- [Text block]:

Soon after the fighting in 1939 had stopped, Poland’s pre-war political parties and movements set about rebuilding their organisational structures. The occupant’s ensuing reign of terror as well as the emigration of some of the leaders resulted in considerable changes in party top management.
The occupation forced political parties to radically change their method of action. In order to avoid the occupant’s repressions, it became essential to maintain anonymity in all political activities. Public debate was out of the question, so discussions concerning political programmes were generally conducted via the underground press. It is important to note that key decisions regarding staff and policies were now made by a very small group of party leaders.
The actions of political parties and groups were accompanied by a phenomenon which Gen Stefan Rowecki aptly described as a ‘race of programmes’.
Everyone has started writing and formulating ideological programmes and also indicating as to what in their convictions would the rebuilding of an ideal Poland after throwing off the occupation.
This activity was utilised by the founders of the Polish Underground State, who steered discussions towards social and political questions concerning a future, reborn Poland as well as the creation of an administrative structure for the present Underground State. Thus the political parties clandestinely helped in its administration – in the Government Delegation for Poland – and also represented it in the Political Consultative Committee as well as subsequently the Home Political Representation and Council of National Unity.
The Socialist Movement
At the end of September 1939 the Polish Socialist Party was officially dissolved. However, in the second half of October 1939 the Town and Country Working Masses Movement was formed, which was also called the Polish Socialist Party – Freedom, Equality, Independence (PPS-WRN). This organisation excluded opposition activists as well as known pro-communist sympathisers. The PPS-WRN used the cryptonym Koło (Circle). Its leading politicians included Kazimierz Pużak, Tomasz Arciszewski, Zygmunt Zaremba and Józef Dzięgielewski. It had its own military wing, the WRN People’s Guard, which at the turn of 1940 was subordinated to the Union of Armed Struggle (ZWZ). At first the WRN supported the Polish Government-in-Exile and its representative bodies within occupied Poland, but it objected to the Sikorski-Mayski Agreement of July 1941 and for one and a half years withdrew its representatives from the Political Consultative Committee and Government Delegation.

- [Actions to take]:
(a) Print the passage on Poland's underground political parties word for word, from "Everyone has started" up to and including "off the occupation.".
(b) Answer these questions from the passage on Poland's underground political parties:
(i) What did Gen Stefan Rowecki call the phenomenon that accompanied the actions of political parties and groups?
(ii) When was the Polish Socialist Party officially dissolved?
(iii) What cryptonym did the PPS-WRN use?
(c) Continue the passage on Poland's underground political parties from where it stops.

- [Information supplied]:
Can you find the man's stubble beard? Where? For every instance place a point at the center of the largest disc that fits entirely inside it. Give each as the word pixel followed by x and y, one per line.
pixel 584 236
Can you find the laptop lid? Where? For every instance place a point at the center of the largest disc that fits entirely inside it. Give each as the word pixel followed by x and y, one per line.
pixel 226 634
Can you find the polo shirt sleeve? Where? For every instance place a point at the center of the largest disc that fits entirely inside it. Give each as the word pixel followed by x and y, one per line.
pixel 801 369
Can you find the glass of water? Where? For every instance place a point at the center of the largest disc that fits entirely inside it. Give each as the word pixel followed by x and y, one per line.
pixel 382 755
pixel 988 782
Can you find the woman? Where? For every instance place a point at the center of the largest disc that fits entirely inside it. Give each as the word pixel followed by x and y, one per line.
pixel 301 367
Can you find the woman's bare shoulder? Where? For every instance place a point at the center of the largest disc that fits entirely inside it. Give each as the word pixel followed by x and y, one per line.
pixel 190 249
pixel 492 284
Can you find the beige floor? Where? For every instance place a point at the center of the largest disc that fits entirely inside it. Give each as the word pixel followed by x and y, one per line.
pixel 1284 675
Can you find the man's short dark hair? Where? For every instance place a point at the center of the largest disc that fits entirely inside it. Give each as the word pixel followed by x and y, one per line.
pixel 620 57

- [Expected results]:
(a)
Everyone has started writing and formulating ideological programmes and also indicating as to what in their convictions would the rebuilding of an ideal Poland after throwing off the occupation.

(b)
(i) A "race of programmes."
(ii) At the end of September 1939.
(iii) Koło (Circle).

(c)
The Socialist left initially operated in several independent underground groups, among others those of: Stanisław Dubois, chiefly including members of OM TUR (Workers’ University Society Youth Organisation) and the Red Scouts (later Freedom Barricade – Barykada Wolność), Norbert Barlicki, Adam Próchnik and Henryk Wachowicz’s Łódź group as well as a Guard group above all comprising former activists from Leszek Raabe’s Union of Independent Socialist Youths.
In September 1941 most of the above mentioned groups united to form a party called Polish Socialists (PS). Its leading members included: Adam Próchnik, Stanisław Chudoba, Henryk Wachowicz and Wincenty Markowski. The party had its own military organisation, the PPS Fighting Militia Formation headed by Leszek Raabe.
In April 1943, after Raabe and Markowski’s groups left to join the PPS-WRN, the party changed its name Polish Socialist Workers’ Party (RPPS). Its military wing, the RPPS People’s Militia subsequently merged with the Defenders of Poland Command to form the Polish People’s Army.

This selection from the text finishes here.